Textabschnitt:
▶

Das „Pulslesen“ hat in der Medizin eine lange Tradition und wird sowohl in der westlichen als auch in der östlichen Medizin als fester Bestandteil der Diagnostik verwendet. In der westlichen Medizin gibt der Puls primär Auskunft über die Herzaktivität. In der Tradition der chinesischen Medizin erfolgt eine Erweiterung dieser Methode – es werden wesentlich mehr Pulse als in der westlichen Medizin zur Diagnose, auch weiterer Organe, genutzt: 28 Pulse werden an den beiden Handgelenken an drei Stellen und in drei Tiefen ertastet.
Die verschiedenen Pulspositionen werden jeweils unterschiedlichen Organen zugeordnet: In drei Tiefen (Hautoberfläche, mittlere und tiefe Ebene) wird die Art des Pulses ermittelt. Bestimmt werden Volumen, Rhythmus, Frequenz und Form der Pulse. Damit können Mangel, Fülle oder Disharmonien in den Organen und bei ihren Funktionen unterschieden werden.
Der Puls wird an beiden Handgelenken jeweils an drei Stellen getastet: Von der Hand (distal) Richtung Schulter (proximal): Cun, Guan, Chi. An diesen Stellen werden durch Betasten je drei Druckstärken ausgeübt: oberflächlich, mittel, tief.
Auf die Pulstaststellen werden Zeige-, Mittel- und Ringfinger so aufgelegt, dass der Zeigefinger distal nah am Handgelenk liegt. Es wird mit der linken Hand am rechten Handgelenk und mit der rechten Hand am linken Handgelenk getastet. Es werden die Fingerkuppen (nicht die Fingerspitzen) benutzt. Das Tasten erfolgt in drei Druckstärken (oberflächlich, mittel und tief), erst mit allen drei Fingern zugleich, anschließend jeweils mit den Fingern getrennt. Der Patient sollte dabei sitzen.

◀

Arbeitsauftrag:
Schreibe den Text zur Pulsdiagnose in der chinesischen Medizin im Anschluss an seinen letzten Satz weiter. Die anschließende Auflistung ist eigenständiges Material und gehört nicht zum Text zur Pulsdiagnose.

Gesammeltes Material:

▶

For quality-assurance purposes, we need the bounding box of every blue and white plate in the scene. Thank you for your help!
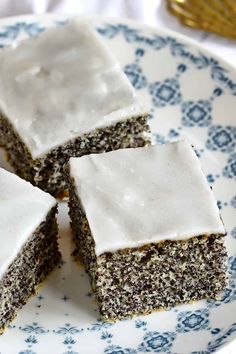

◀

Ergebnis:
Pulsdiagnostik benötigt sehr große Erfahrung. Der normale Puls allein ist schon abhängig von Geschlecht, Körperbau, Jahreszeit, Region, Tageszeit. Tastbar ist der normale Puls an allen drei Pulsstellen in mittlerer Stärke. Er ist ruhig und gleichmäßig.
Ein normaler Puls besitzt drei Eigenschaften:
Magen-Qi, SHEN und die Wurzel.
Magen-Qi: harmonischer und kräftiger Pulswellenablauf
SHEN: Puls sanft, harmonisch, kräftig
Wurzel: kräftiger Puls an der CHI-Stelle
An Abweichungen vom normalen Puls erkennt der erfahrene TCM-Arzt Störungen der Organfunktionen. Im Zusammenhang mit anderen diagnostischen Erkenntnissen (z. B. Zungendiagnostik) entsteht so ein Spiegel des Beschwerdenbildes in den Organfunktionen.